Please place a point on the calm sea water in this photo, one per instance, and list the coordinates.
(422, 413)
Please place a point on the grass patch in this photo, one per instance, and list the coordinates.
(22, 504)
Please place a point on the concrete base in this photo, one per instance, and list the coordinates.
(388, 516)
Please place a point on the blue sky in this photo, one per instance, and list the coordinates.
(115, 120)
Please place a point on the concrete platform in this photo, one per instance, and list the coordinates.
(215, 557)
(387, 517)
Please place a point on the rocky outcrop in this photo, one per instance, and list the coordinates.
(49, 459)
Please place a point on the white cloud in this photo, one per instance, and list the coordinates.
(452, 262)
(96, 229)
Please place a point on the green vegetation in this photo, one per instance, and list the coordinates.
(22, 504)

+ + + + + + +

Copy all of the data exactly. Skip nothing.

Please place a point on the calm sea water in this photo, one per instance, and list the coordinates.
(422, 413)
Please place a point on the grass patch in this photo, one per instance, and list the coordinates.
(22, 504)
Please place a point on the concrete base in this photo, one per instance, and list the coordinates.
(388, 516)
Please place a point on the blue sky in this photo, one per instance, and list the coordinates.
(115, 120)
Please place a point on the concrete platform in this photo, one per instance, and list the coordinates.
(215, 557)
(387, 517)
Please place a point on the rocky outcrop in this photo, one per instance, and list the coordinates.
(49, 459)
Please place a point on the white cloud in this photo, one per instance, and list the coordinates.
(452, 262)
(96, 229)
Please place a point on the green vegetation in this photo, one per instance, and list the coordinates.
(22, 504)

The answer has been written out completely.